→ **Work required**: Please report how many of the lines below contain the string "Spot", giving only the number.

____

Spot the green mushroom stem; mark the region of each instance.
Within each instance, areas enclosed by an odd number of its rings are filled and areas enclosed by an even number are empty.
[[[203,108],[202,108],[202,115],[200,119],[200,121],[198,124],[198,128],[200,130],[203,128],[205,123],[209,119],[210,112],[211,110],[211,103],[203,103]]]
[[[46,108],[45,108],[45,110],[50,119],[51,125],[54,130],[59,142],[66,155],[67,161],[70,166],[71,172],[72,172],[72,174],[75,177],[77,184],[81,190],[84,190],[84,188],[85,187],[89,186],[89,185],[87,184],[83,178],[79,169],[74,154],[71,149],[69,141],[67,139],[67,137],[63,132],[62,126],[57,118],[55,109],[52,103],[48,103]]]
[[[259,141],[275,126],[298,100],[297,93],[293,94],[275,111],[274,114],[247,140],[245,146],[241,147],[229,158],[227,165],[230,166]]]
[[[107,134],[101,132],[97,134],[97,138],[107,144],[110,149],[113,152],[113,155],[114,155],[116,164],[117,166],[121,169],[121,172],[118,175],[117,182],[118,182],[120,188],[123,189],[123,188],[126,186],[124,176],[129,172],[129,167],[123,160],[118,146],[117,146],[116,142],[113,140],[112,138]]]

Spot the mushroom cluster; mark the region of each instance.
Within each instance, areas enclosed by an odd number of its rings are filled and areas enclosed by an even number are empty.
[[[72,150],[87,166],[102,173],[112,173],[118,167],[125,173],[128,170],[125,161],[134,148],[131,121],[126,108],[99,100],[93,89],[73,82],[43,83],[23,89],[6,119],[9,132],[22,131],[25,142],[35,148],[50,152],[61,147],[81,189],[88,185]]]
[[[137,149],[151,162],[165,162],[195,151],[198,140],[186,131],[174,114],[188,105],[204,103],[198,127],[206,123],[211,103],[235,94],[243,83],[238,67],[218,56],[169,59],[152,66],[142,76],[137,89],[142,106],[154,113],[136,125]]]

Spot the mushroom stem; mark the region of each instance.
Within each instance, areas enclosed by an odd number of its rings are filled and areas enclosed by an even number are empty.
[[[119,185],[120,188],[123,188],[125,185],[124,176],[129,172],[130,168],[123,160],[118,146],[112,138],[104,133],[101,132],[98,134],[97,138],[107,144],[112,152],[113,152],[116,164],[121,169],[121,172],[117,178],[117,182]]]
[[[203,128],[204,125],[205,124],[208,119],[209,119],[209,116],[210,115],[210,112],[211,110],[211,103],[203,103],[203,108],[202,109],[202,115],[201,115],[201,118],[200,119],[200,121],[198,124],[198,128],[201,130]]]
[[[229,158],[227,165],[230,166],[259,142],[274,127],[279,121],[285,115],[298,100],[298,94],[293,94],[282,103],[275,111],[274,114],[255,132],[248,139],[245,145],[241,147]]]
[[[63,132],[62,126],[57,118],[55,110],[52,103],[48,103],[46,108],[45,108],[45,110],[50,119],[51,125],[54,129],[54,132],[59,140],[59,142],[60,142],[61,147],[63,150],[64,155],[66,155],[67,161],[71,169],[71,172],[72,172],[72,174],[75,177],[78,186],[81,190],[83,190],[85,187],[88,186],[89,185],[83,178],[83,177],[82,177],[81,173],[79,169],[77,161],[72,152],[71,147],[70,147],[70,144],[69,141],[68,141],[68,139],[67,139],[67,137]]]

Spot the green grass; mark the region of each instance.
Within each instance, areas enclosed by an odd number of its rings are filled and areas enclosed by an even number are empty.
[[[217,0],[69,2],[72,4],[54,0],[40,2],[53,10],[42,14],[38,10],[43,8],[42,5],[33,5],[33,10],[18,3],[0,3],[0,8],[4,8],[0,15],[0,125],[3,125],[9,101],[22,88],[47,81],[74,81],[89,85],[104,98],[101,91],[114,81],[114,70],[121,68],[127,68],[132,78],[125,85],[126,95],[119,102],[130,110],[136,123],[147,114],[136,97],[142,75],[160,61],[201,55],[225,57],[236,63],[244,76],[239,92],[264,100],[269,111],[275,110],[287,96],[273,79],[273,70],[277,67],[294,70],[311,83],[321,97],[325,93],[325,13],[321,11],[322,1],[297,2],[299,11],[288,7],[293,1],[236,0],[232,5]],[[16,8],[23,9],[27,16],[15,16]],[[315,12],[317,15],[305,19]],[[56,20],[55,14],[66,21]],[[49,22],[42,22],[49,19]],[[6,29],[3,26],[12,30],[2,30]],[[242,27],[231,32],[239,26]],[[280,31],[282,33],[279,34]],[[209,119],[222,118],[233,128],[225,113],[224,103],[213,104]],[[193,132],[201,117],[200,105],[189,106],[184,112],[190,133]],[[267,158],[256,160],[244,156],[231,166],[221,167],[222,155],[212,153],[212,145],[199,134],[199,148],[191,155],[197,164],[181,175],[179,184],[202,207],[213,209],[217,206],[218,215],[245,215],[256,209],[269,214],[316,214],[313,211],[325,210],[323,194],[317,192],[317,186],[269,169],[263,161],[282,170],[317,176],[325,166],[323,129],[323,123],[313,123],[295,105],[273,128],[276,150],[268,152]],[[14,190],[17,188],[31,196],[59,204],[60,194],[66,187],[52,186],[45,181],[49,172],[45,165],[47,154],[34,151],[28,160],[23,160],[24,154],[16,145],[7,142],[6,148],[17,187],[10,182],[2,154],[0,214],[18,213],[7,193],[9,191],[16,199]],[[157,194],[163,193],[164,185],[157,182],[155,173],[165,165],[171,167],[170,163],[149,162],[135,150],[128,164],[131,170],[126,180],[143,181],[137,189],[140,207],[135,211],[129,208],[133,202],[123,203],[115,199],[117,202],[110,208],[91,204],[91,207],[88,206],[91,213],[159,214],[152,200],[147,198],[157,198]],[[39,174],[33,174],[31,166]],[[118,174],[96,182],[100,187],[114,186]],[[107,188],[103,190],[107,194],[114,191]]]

____

→ **Exercise response**: 4